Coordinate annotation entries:
◇ ◇ ◇ ◇ ◇

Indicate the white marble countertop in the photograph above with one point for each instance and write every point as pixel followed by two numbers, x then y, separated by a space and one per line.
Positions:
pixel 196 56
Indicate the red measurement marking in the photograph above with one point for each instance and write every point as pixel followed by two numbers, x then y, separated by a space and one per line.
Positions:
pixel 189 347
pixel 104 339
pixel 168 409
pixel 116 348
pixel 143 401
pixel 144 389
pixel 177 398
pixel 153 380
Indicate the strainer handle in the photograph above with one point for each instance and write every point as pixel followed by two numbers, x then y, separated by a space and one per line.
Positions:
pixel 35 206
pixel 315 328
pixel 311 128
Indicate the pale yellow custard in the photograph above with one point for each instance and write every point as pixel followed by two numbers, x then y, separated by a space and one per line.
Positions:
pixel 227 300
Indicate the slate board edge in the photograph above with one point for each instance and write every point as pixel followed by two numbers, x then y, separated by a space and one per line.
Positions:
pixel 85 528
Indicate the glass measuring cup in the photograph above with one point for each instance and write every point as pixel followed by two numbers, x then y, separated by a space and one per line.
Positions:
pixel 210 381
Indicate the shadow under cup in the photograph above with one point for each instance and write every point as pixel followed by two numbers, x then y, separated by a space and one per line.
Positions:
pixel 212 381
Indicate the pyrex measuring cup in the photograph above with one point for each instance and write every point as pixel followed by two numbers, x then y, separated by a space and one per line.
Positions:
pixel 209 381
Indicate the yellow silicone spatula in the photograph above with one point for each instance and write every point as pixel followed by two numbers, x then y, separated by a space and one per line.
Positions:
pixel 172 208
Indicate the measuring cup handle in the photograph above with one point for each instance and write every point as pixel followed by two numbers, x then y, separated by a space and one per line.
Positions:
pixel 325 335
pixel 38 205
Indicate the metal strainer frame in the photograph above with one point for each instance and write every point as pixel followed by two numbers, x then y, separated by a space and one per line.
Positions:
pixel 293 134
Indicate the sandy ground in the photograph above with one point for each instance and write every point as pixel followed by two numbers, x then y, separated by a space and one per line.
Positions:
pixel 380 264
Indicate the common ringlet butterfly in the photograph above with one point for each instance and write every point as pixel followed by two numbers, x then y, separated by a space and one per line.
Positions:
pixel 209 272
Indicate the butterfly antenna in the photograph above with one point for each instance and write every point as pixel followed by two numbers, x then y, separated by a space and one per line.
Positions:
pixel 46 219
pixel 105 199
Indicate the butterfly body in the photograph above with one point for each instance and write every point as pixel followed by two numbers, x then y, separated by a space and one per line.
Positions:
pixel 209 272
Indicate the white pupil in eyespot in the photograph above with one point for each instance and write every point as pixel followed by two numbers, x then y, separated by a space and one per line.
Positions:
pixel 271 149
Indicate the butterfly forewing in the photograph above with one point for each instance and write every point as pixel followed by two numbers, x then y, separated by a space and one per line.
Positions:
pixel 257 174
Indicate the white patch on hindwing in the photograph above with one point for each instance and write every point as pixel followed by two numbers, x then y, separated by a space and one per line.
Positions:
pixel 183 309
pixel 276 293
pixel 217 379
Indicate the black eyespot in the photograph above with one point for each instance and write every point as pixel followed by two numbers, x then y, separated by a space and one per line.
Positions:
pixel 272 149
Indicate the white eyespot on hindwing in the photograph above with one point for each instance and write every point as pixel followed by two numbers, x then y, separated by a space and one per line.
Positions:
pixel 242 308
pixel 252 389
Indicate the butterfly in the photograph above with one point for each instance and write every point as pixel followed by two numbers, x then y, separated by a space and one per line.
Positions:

◇ ◇ ◇ ◇ ◇

What is expected.
Starting at the first line of the material above and ending with the line that contains "pixel 227 300", including both, express those lines as a JSON list of strings with one string per line and no blank lines.

Full response.
[
  "Indicate the white marble countertop in the photograph above with one point for each instance and write every point as pixel followed by two numbers, x then y, separated by a space and one per line.",
  "Positions:",
  "pixel 196 56",
  "Indicate the red measurement marking in the photograph above with one point for each instance and write every point as pixel followed by two numbers, x then y, separated by a space and one per line.",
  "Positions:",
  "pixel 189 347",
  "pixel 104 339",
  "pixel 168 409",
  "pixel 116 348",
  "pixel 143 401",
  "pixel 144 389",
  "pixel 177 398",
  "pixel 153 380",
  "Indicate the strainer handle in the photograph above with one point for each instance and write every point as pixel followed by two numbers, x then y, separated by a space and one per line.",
  "Positions:",
  "pixel 35 206",
  "pixel 315 328",
  "pixel 311 128",
  "Indicate the pale yellow custard in the photograph above with one point for each instance and write every point as pixel followed by two numbers, x then y, separated by a space and one per line.",
  "Positions:",
  "pixel 227 300"
]